━━━━━ INPUT FOR THIS TASK ━━━━━

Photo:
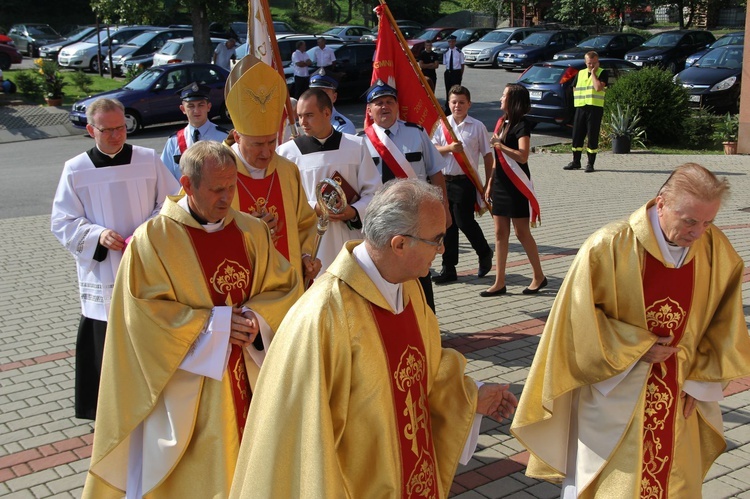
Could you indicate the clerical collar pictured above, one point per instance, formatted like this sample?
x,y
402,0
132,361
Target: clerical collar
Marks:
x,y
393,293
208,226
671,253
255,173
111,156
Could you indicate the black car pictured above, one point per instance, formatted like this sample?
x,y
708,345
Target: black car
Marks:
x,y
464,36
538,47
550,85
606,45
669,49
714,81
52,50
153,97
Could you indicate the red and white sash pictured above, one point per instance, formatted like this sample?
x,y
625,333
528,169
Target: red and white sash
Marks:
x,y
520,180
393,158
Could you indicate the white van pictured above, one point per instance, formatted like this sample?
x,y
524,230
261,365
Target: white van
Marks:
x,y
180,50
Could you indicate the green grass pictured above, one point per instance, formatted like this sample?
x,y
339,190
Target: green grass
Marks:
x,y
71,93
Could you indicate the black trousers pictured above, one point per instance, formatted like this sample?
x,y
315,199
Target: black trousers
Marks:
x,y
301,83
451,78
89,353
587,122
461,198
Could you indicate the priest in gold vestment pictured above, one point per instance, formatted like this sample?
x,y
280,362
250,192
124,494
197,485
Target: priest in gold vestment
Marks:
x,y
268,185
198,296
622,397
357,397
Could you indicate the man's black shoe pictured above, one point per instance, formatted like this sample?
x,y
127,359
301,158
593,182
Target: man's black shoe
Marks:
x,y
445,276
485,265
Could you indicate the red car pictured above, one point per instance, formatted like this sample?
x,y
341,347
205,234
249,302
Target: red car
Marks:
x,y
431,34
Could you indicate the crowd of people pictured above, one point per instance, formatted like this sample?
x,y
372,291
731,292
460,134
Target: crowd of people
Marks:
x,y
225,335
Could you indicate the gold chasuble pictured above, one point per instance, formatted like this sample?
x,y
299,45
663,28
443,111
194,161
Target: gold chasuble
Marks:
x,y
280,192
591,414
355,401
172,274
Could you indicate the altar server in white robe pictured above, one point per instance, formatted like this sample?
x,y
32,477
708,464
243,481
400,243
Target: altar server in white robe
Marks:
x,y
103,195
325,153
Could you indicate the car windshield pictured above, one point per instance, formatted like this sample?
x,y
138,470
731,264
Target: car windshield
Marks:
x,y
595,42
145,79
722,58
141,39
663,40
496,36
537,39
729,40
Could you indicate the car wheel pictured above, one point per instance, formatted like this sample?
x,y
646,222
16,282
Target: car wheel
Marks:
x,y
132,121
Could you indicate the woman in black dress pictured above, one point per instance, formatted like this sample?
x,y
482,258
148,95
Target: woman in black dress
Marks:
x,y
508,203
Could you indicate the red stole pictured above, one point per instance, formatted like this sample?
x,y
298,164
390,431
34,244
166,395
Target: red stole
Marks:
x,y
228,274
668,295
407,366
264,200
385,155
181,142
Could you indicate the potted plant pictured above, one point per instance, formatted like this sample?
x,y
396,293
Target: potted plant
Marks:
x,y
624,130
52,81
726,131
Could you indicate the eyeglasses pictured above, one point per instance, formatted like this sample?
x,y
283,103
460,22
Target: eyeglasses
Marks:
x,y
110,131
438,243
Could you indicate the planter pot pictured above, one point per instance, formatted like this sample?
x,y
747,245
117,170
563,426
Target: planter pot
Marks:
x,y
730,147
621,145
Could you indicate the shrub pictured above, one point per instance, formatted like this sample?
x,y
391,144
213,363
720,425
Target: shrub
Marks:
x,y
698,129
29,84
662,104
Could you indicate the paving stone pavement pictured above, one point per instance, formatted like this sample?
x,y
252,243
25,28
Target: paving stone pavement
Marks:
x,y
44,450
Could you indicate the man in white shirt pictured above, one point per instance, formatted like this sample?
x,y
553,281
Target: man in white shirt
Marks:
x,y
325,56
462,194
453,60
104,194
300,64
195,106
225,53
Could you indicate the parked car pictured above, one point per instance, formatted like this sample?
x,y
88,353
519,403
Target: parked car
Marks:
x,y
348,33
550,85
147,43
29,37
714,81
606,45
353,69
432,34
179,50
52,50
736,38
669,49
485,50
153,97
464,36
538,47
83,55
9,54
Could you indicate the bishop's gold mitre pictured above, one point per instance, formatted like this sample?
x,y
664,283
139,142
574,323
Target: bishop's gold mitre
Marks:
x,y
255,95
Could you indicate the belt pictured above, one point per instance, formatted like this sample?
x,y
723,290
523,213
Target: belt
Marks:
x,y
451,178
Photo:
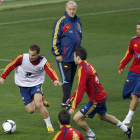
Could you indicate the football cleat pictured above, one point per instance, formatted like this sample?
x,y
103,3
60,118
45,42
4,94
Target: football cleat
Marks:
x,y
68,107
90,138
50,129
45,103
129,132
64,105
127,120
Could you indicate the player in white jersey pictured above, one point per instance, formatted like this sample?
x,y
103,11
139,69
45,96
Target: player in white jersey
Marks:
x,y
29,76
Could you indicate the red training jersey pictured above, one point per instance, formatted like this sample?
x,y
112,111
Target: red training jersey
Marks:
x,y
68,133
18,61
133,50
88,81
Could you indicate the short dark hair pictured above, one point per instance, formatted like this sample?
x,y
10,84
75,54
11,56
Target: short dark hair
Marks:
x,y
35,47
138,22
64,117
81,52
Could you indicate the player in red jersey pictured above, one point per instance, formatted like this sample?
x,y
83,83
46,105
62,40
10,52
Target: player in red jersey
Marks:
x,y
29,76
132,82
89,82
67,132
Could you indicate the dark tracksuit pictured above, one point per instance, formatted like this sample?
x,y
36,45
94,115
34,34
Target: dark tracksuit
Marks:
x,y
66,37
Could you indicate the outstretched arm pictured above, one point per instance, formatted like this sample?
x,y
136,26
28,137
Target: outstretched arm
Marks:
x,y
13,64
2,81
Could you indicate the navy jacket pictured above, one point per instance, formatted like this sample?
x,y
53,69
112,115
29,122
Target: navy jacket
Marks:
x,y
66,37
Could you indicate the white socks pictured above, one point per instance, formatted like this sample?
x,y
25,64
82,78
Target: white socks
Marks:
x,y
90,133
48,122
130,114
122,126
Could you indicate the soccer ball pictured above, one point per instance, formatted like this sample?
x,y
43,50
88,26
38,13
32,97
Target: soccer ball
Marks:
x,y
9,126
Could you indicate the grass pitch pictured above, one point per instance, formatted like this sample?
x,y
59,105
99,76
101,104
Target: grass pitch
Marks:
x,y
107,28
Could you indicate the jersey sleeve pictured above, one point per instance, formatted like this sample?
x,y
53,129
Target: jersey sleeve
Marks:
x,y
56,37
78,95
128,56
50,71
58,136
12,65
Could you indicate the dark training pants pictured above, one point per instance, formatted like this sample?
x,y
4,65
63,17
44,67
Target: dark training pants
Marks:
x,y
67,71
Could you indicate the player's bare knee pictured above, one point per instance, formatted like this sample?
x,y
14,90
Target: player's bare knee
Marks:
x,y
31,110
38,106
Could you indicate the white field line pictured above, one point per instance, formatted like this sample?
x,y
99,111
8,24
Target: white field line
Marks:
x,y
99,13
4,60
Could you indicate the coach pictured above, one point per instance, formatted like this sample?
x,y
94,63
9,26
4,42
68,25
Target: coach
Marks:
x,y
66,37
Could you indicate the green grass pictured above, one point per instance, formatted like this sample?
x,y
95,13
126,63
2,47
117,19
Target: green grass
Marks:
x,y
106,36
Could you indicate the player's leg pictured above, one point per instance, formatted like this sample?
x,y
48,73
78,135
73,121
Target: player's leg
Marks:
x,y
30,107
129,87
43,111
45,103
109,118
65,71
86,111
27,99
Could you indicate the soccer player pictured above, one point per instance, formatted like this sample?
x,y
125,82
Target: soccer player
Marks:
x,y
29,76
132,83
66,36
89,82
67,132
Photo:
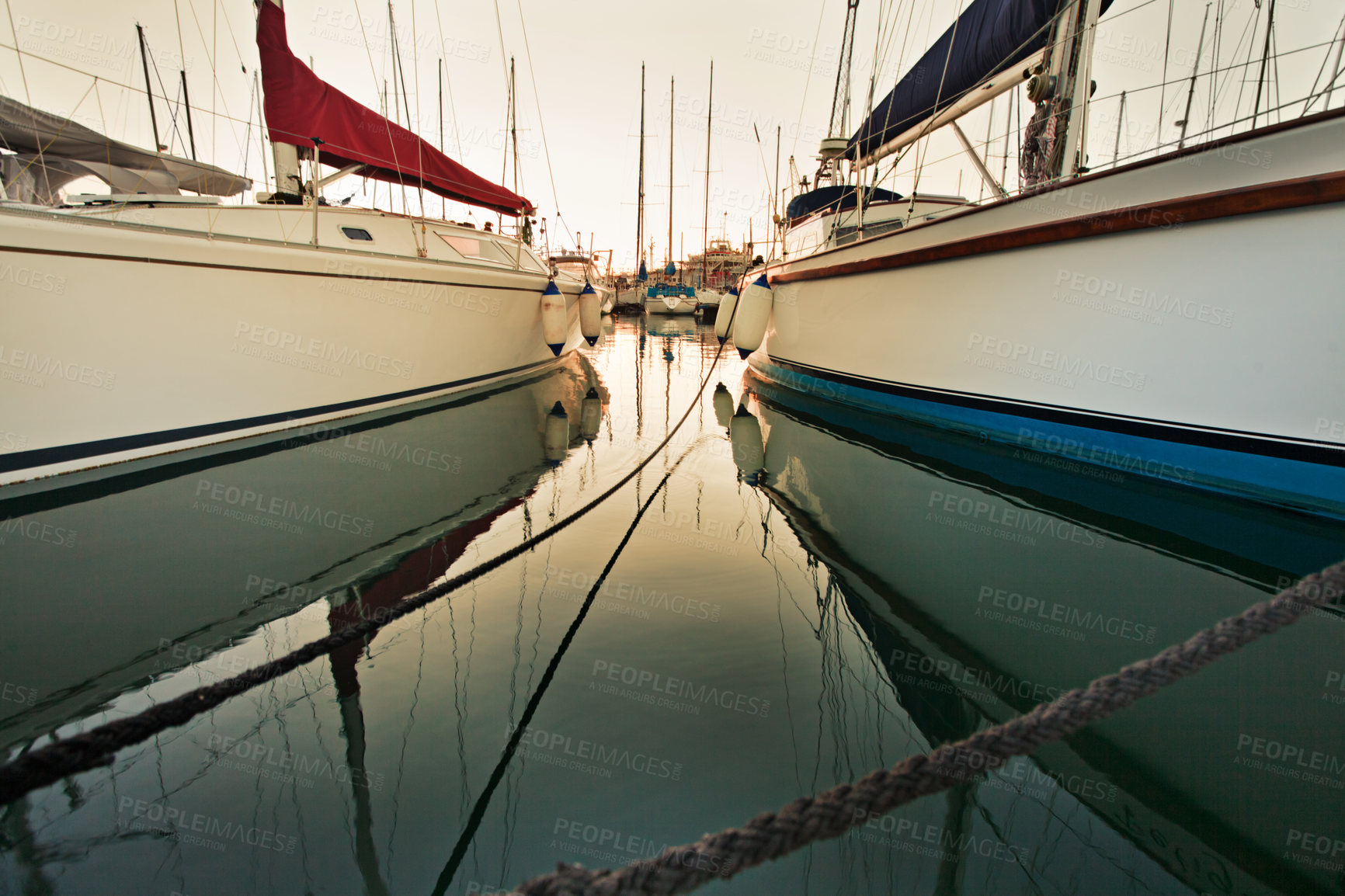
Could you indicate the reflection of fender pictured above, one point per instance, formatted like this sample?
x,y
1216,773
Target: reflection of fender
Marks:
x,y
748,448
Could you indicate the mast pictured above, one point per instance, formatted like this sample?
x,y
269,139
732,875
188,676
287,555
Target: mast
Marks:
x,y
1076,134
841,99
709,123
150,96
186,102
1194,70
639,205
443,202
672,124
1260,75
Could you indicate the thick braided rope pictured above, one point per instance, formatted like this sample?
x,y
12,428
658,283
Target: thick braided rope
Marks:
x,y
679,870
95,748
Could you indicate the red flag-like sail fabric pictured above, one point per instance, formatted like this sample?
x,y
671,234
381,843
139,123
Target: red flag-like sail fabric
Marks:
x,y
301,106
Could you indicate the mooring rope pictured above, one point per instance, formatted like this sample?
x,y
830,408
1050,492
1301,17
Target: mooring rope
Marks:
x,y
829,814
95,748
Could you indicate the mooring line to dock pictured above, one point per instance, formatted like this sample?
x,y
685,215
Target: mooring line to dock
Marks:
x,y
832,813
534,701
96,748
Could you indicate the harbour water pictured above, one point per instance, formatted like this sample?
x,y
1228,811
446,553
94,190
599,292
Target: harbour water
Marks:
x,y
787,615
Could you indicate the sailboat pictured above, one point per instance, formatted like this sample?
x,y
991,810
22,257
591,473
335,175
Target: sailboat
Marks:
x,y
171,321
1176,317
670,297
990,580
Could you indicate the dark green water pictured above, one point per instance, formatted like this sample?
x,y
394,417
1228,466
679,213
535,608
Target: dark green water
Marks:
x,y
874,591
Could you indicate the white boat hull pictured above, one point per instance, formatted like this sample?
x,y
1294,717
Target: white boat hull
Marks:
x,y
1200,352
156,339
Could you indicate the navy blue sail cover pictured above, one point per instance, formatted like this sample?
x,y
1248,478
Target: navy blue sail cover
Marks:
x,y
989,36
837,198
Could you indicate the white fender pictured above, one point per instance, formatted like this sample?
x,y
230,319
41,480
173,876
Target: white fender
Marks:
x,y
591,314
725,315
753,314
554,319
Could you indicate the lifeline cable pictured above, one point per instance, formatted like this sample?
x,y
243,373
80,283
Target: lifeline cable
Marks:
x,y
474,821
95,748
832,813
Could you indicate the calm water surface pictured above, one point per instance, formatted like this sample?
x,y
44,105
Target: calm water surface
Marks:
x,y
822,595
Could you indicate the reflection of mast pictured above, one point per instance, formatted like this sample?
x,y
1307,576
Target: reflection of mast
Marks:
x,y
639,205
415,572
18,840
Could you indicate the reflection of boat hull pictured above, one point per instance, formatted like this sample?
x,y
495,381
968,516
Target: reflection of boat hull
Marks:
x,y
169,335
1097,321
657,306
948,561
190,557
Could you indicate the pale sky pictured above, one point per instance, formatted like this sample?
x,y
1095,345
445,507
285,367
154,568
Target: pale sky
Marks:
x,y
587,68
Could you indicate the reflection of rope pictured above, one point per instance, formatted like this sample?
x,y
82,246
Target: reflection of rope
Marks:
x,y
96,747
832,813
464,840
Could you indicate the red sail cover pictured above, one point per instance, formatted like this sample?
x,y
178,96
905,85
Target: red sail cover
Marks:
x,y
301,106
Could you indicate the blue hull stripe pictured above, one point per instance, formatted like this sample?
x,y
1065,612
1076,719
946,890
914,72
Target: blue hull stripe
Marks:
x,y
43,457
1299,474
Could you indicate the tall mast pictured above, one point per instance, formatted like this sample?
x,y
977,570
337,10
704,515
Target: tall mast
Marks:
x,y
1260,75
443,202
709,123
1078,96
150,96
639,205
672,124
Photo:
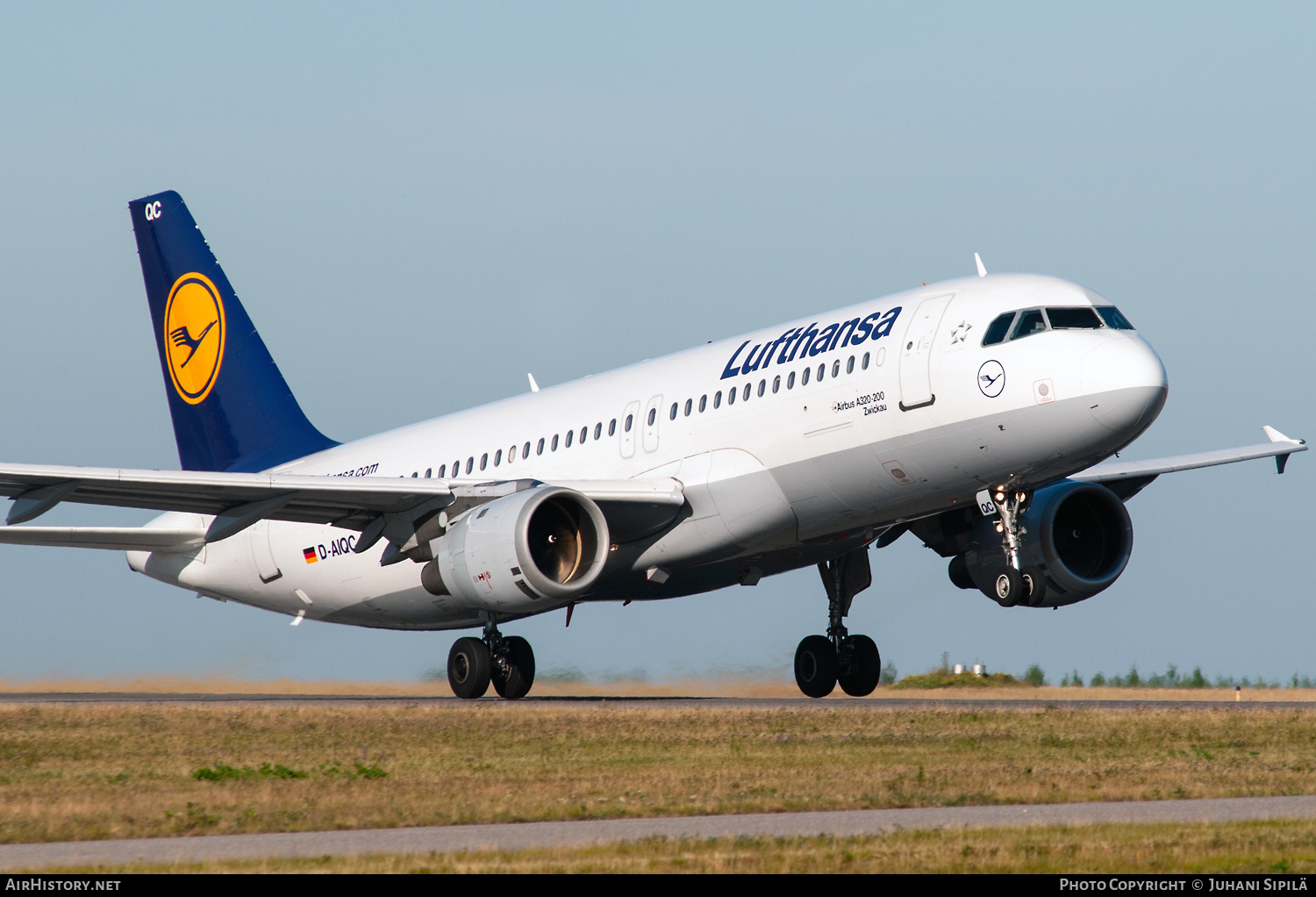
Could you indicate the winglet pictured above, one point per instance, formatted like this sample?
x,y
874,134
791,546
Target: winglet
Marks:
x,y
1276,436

━━━━━

§ WHAT IS EXPECTED:
Beginning with the line that holds "Could you indicate the pale", extract every line to the end of the material, exactly as it stands, and drop the pictures.

§ REPLY TO THE TASK:
Could you indicate the pale sky pictured above, one point per instance, formatted like this sample?
x,y
1095,345
445,507
285,367
154,568
Target: pale sky
Marks:
x,y
587,68
Could you indicate the reflection of rope pictured above, one point per instance, formatted like this sample?
x,y
82,246
Target: reflection of rope
Marks:
x,y
96,747
832,813
464,840
Could you indicate the red sail cover pictured above, one point per instance, formatted like this sample?
x,y
178,96
905,85
Target: red sail cover
Marks:
x,y
301,106
Could you indicate the blue hull stripe pictured above, one point per instance, formatted like this sample?
x,y
1065,612
1076,719
946,890
914,72
Target: blue hull stripe
Marks:
x,y
43,457
1299,474
Could you indicate the tall mast pictured above, one point per instance, formatted like this sample?
x,y
977,570
337,10
704,515
Target: tall mast
Marks:
x,y
1260,75
443,202
709,123
1078,96
150,96
639,205
672,124
Photo:
Could you indicate the winglet pictured above, one point per instance, formatted like this sample?
x,y
874,134
791,546
Target: winglet
Marks:
x,y
1276,436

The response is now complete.